Aim 1:
Answer these questions from the photo essay, one line each:
(a) What date appears under the title "A Journey of Transformation"?
(b) According to the trip schedule, what was the route on May 8?
(c) Who is named as the teaching assistant?
Aim 2:
Reproduce the part of the photo essay starting at "University of Northern" and ending at "Haddon, teaching assistant).".

Reading text:
· · · · · · ·
GEOG 626 & GEOG 333

Photo Essay

A Journey of Transformation

August 11th, 2008

Claudette Bois

Trip Schedule

May 5 - Guatemala City
May 6 - Guatemala City to El Estor
May 7 - El Estor
May 8 - El Estor to Rabinal
May 9 - Rabinal
May 10 - Rabinal to Río Negro
May 11 - Río Negro to Guatemala City
May 12 - Guatemala City to San Marcos
May 13 - San Miguel Ixtahuacán to Comitancillo
May 14 - Comitancillo to Antigua
May 15 - Antigua
May 16 - Guatemala City
May 17 - San Lucas Tolimán, Lake Atitlán
May 18 - Chimaltenango
May 19 - Chimaltenango to Antigua


May 5 - Guatemala City

University of Northern British Columbia participants in the Guatemala 2008 delegation:
(front row, left to right) Dr. Catherine Nolin; Kristen Fewster; Claudette Bois;
(middle row, left to right) Anisa Martin; Katherine Carlson; Andrew Cohrs;
(back row, left to right) Nathan Einbinder; Ashleigh Desbiens;
(missing: John-Paul Laplante and Veronica Haddon, teaching assistant).
· · · · · · ·
Given entries:
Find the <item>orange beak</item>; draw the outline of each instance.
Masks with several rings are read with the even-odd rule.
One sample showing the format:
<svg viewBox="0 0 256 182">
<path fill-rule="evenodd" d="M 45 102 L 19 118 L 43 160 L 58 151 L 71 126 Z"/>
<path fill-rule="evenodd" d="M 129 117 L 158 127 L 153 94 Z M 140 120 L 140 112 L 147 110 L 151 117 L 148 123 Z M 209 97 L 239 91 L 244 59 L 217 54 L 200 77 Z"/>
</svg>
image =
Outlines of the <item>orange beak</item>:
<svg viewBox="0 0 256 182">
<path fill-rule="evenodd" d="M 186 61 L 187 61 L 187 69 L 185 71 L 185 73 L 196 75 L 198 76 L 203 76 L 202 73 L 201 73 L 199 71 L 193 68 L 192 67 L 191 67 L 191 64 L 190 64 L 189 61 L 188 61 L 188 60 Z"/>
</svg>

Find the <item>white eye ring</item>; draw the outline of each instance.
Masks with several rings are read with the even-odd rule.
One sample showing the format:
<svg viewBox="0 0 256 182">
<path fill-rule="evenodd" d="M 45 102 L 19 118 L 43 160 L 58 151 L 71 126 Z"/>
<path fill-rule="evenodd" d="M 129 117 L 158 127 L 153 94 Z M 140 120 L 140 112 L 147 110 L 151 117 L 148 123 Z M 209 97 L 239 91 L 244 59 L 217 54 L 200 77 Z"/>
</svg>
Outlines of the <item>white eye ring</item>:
· · · · · · ·
Final answer 1:
(a) August 11th, 2008
(b) El Estor to Rabinal
(c) Veronica Haddon

Final answer 2:
University of Northern British Columbia participants in the Guatemala 2008 delegation:
(front row, left to right) Dr. Catherine Nolin; Kristen Fewster; Claudette Bois;
(middle row, left to right) Anisa Martin; Katherine Carlson; Andrew Cohrs;
(back row, left to right) Nathan Einbinder; Ashleigh Desbiens;
(missing: John-Paul Laplante and Veronica Haddon, teaching assistant).